◆ COMPLETE O SEGUINTE:
A. Com base no texto sobre o princípio da intervenção mínima, responda:
(i) Que nome se dá ao fenômeno de identificar os bens jurídicos carecedores de importância à luz do Direito Penal?
(ii) Segundo Prado, de quais ideias decorre o princípio da intervenção mínima?
(iii) Segundo Capez, em que documento, e de que ano, assenta-se a intervenção mínima?
B. Transcreva fielmente, do texto sobre o princípio da intervenção mínima, tudo o que vai de "O princípio da" até "2004 p. 12)".

As perturbações mais leves do ordenamento jurídico são objeto de outros ramos
do Direito.
O princípio da intervenção mínima, ou ultima ratio, assim como
possui o condão de identificar os bens jurídicos mais relevantes, merecedores
de proteção pelo Direito Penal, também é o responsável pelo movimento oposto,
ou seja, identificar quais os bens jurídicos carecedores de importância à luz
do Direito Penal. A esse fenômeno dá-se o nome de DESCRIMINALIZAÇÃO.. (GRECO,
2004 p. 12)
Nessbe diapasão leciona Prado (2008):
O
Princípio da intervenção mínima ou da
subsidiariedade decorrente das idéias de
necessidade e de utilidade da intervenção penal, presentes no pensamento
ilustrado estabelece que o direito penal
só deve atuar na defesa dos bens jurídicos imprescindíveis a
coexistência pacifica dos homens e que não podem ser eficazmente protegidos de forma menos
gravosa. Isso porque a sanção penal reveste-se de especial gravidade, acabando
por impor as mais sérias restrições aos direitos fundamentais.
Nesses
termos, a intervenção da lei penal só poderá ocorrer quando for absolutamente
necessária para a sobrevivência da comunidade – como ultima ratio legis –
ficando reduzida a um mínimo imprescindível. E de preferência, só deverá
fazê-lo na medida em que for capaz de ter eficácia. (PRADO, 2008 p.138)
Ainda nessa senda Capez:
e) Intervenção mínima: assenta-se na Declaração de Direitos do
homem e do Cidadão, de 1789, cujo o art. 8º que a lei só deve prever as penas
estritamente necessárias.
(...)
Somente
haverá Direito Penal naqueles raros episódios típicos em que a lei descreve um
fato como crime: ao contrario, quando ela nada disser, não haverá espaço para
atuação criminal. Nisso, alias, consiste a principal proteção política do
cidadão em face do poder punitivo estatal, qual seja, a de que somente poderá
ter invadida sua esfera da liberdade, se realizar uma conduta descrita em um
daqueles raros pontos onde a lei definiu a existência de uma infração penal.

◆ TRECHO DA FONTE:
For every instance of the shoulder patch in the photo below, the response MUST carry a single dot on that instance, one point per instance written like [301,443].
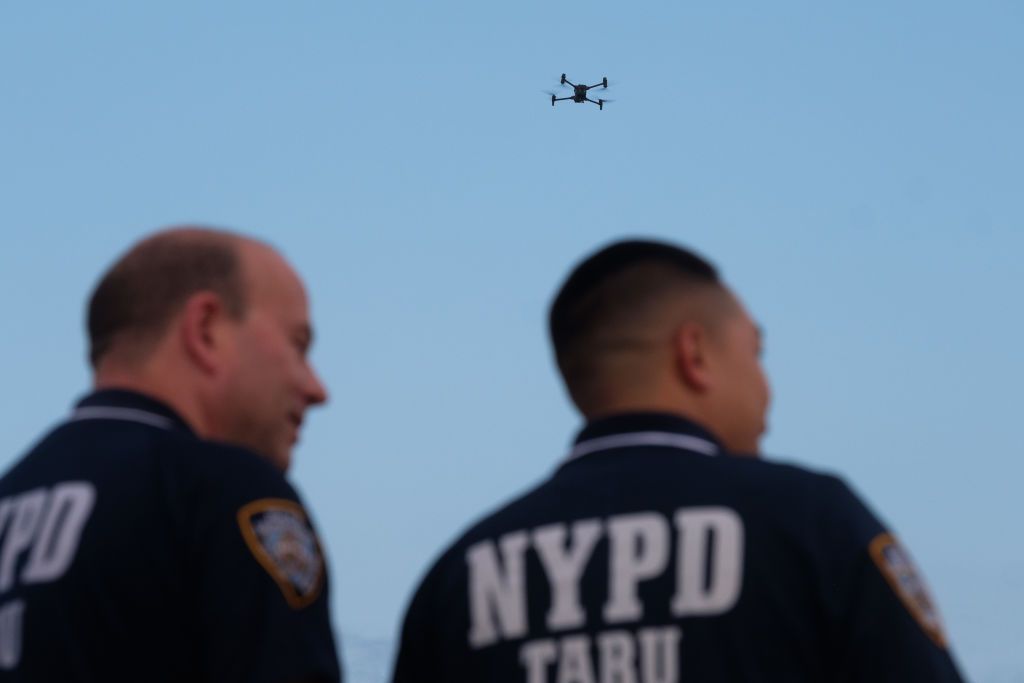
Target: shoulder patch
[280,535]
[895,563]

◆ RESPOSTAS POR TAREFA:
A.
(i) Descriminalização.
(ii) Das ideias de necessidade e de utilidade da intervenção penal.
(iii) Na Declaração de Direitos do Homem e do Cidadão, de 1789.

B.
O princípio da intervenção mínima, ou ultima ratio, assim como
possui o condão de identificar os bens jurídicos mais relevantes, merecedores
de proteção pelo Direito Penal, também é o responsável pelo movimento oposto,
ou seja, identificar quais os bens jurídicos carecedores de importância à luz
do Direito Penal. A esse fenômeno dá-se o nome de DESCRIMINALIZAÇÃO.. (GRECO,
2004 p. 12)